● **Source passage**
↓

In Germany, development is more commercially driven, with a clear bias. There tends to be more data from the south and less from the east. As a result, people from the east are less well recognized than people from the south. A Saxon model would require around 1,000 hours of Saxon, which is simply not available.

A language application contains several AIs, each with its own test problem

A language skill does not consist of one AI, but at least three. Using the example of a pizza order, the stations and their respective testability can be clearly separated.

componenttasktestability
Speech-to-textconverting audio to textdifficult because it remains unclear who spoke and how
Natural Language Understandingrecognizing intent from textgood testability, as text in, intent out
Text-to-SpeechOutputting text as audiodifficult because automated testing requires an AI again

The middle component, Natural Language Understanding, can be tested in the classic way. You enter a text and check whether the correct intent is recognized. You write such tests as usual, even if platforms like Alexa don’t offer this out of the box.

The two audio ends remain the problem. With speech recognition, you only see the recognized text. It is not possible to reconstruct whether an error was caused by a dialect, mumbling or a bad microphone. With the output, the question again arises as to how you can check hundreds of synthesized answers without letting a hundred people listen.

Generative AI as a tool for generating test data

Language models such as ChatGPT help most directly with testing where many text variations are needed. If you want to test the output of a language skill, you usually have to formulate all the answer variants by hand, and after a few hours you simply can’t think of anything new.

↑

● **Source material**
↓

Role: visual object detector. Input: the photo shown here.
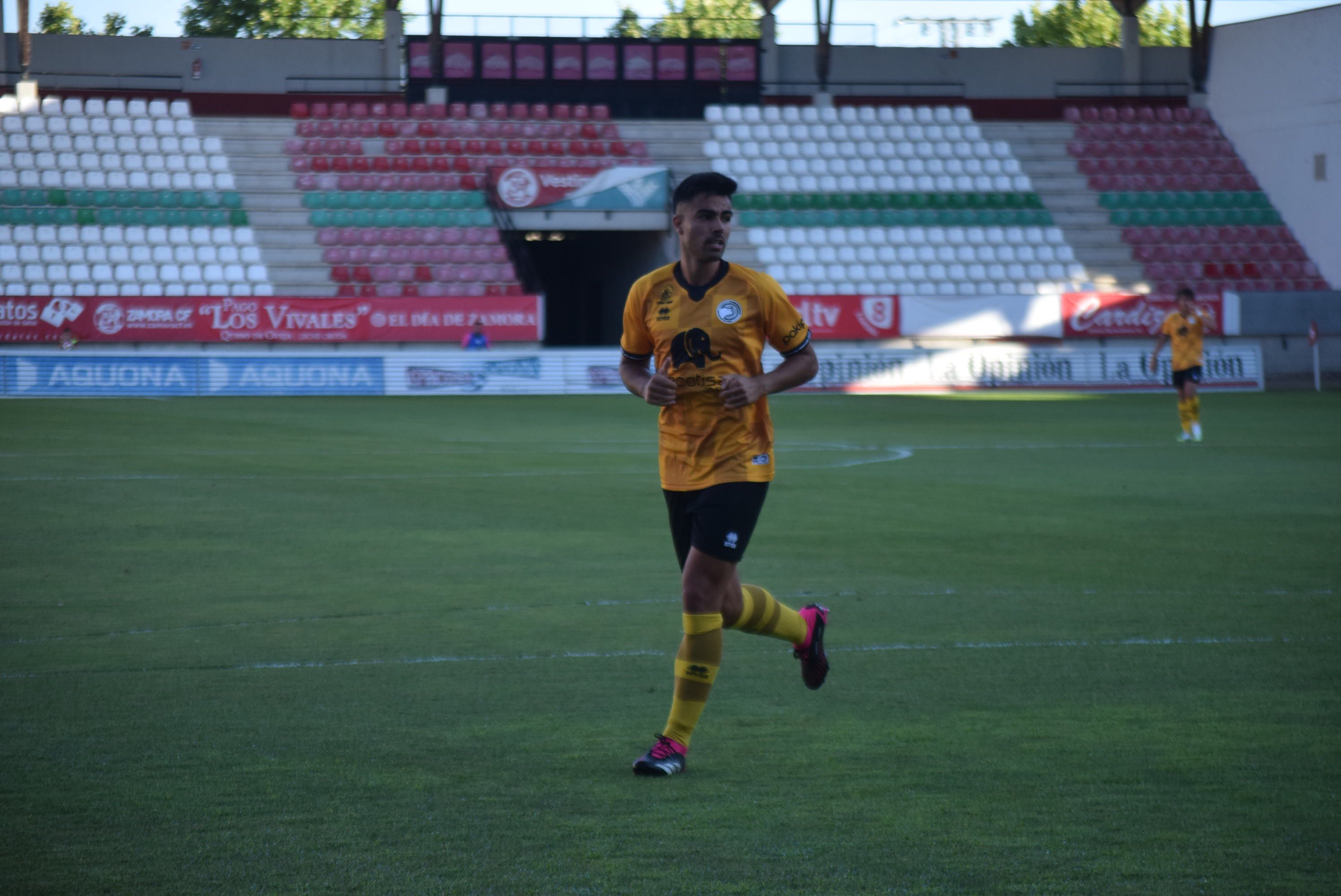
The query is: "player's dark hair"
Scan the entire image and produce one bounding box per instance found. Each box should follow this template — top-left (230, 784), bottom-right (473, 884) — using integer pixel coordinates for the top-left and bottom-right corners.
top-left (670, 172), bottom-right (736, 209)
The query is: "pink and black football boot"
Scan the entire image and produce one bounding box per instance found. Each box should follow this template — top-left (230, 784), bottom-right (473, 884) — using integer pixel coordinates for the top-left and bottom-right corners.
top-left (791, 603), bottom-right (829, 691)
top-left (633, 734), bottom-right (688, 778)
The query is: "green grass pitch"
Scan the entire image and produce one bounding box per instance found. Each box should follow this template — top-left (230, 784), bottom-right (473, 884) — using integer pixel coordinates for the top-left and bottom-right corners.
top-left (0, 393), bottom-right (1341, 893)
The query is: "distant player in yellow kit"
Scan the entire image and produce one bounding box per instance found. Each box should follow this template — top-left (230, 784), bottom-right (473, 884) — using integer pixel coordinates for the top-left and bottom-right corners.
top-left (619, 172), bottom-right (829, 775)
top-left (1151, 286), bottom-right (1208, 441)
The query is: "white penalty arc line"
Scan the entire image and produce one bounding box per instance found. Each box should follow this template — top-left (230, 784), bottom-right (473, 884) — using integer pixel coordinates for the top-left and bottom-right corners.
top-left (0, 636), bottom-right (1337, 679)
top-left (8, 587), bottom-right (1336, 648)
top-left (0, 443), bottom-right (1212, 483)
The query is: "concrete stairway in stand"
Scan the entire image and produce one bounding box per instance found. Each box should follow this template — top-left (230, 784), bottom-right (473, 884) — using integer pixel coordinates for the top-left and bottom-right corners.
top-left (196, 116), bottom-right (335, 297)
top-left (979, 122), bottom-right (1145, 291)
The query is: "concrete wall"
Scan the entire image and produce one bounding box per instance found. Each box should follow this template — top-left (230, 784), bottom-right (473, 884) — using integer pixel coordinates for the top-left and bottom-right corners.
top-left (0, 34), bottom-right (400, 94)
top-left (1207, 5), bottom-right (1341, 287)
top-left (768, 46), bottom-right (1188, 99)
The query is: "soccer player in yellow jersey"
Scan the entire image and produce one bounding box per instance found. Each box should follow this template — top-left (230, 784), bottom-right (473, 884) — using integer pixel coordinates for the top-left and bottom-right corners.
top-left (1151, 286), bottom-right (1206, 441)
top-left (619, 172), bottom-right (829, 775)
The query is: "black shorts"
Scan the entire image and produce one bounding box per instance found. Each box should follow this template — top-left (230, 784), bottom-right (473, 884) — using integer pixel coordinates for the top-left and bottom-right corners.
top-left (661, 483), bottom-right (768, 569)
top-left (1173, 365), bottom-right (1202, 389)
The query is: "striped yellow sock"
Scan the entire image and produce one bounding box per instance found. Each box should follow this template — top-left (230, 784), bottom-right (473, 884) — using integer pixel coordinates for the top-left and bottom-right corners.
top-left (1177, 398), bottom-right (1192, 436)
top-left (731, 585), bottom-right (806, 644)
top-left (661, 613), bottom-right (722, 747)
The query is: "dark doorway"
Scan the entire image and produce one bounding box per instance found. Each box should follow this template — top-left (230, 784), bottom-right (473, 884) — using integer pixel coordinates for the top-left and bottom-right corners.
top-left (522, 231), bottom-right (672, 346)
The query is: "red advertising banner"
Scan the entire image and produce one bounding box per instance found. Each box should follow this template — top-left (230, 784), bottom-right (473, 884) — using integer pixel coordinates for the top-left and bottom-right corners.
top-left (554, 43), bottom-right (582, 81)
top-left (489, 168), bottom-right (605, 208)
top-left (1062, 293), bottom-right (1224, 338)
top-left (0, 295), bottom-right (541, 342)
top-left (790, 295), bottom-right (899, 339)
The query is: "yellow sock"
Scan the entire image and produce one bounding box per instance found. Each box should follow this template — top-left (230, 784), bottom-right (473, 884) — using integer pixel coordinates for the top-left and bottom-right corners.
top-left (731, 585), bottom-right (806, 644)
top-left (1177, 398), bottom-right (1192, 436)
top-left (661, 613), bottom-right (722, 747)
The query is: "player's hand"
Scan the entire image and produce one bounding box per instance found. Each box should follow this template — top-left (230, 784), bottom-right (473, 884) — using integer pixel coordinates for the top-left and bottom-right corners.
top-left (642, 357), bottom-right (676, 408)
top-left (722, 373), bottom-right (763, 410)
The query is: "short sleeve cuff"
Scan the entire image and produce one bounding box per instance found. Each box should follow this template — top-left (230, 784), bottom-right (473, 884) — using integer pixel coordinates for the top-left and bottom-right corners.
top-left (778, 330), bottom-right (810, 358)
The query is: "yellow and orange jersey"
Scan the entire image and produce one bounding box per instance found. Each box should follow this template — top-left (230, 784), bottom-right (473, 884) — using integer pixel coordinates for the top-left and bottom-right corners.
top-left (619, 262), bottom-right (810, 491)
top-left (1160, 311), bottom-right (1206, 370)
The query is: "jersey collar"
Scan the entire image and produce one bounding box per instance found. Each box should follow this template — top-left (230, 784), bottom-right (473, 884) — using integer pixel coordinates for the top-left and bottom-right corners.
top-left (675, 259), bottom-right (731, 302)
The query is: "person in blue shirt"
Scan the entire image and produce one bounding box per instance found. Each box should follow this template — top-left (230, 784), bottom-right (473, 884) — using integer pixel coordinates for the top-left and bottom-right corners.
top-left (461, 323), bottom-right (489, 349)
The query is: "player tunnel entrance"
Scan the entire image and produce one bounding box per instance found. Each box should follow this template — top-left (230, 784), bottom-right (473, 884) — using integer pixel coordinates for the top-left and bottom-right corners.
top-left (522, 231), bottom-right (673, 346)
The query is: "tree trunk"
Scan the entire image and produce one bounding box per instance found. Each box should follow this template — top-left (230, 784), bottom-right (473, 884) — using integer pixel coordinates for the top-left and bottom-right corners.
top-left (428, 0), bottom-right (446, 87)
top-left (17, 0), bottom-right (32, 81)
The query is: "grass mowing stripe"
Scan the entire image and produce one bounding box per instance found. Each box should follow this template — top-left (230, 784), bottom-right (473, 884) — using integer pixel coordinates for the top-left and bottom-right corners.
top-left (0, 636), bottom-right (1337, 679)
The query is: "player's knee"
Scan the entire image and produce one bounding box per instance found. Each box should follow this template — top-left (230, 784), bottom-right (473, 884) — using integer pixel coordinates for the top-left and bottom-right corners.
top-left (680, 578), bottom-right (722, 613)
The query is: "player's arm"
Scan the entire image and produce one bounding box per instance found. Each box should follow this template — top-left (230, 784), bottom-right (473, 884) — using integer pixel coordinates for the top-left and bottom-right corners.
top-left (1151, 332), bottom-right (1169, 373)
top-left (619, 280), bottom-right (676, 408)
top-left (619, 354), bottom-right (676, 408)
top-left (722, 340), bottom-right (819, 410)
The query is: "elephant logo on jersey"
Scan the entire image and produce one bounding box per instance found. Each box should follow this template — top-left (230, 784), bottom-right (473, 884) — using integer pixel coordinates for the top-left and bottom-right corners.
top-left (670, 327), bottom-right (722, 370)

↑

● **Using the information**
(1) According to the passage on testing speech applications, how many hours of Saxon would a Saxon model need?
(2) Return the part of the passage on testing speech applications from "The middle component, Natural" up to and including "of the box.".
The data is separate from the passage on testing speech applications.

● **Outputs by task**
(1) Around 1,000 hours.

(2)
The middle component, Natural Language Understanding, can be tested in the classic way. You enter a text and check whether the correct intent is recognized. You write such tests as usual, even if platforms like Alexa don’t offer this out of the box.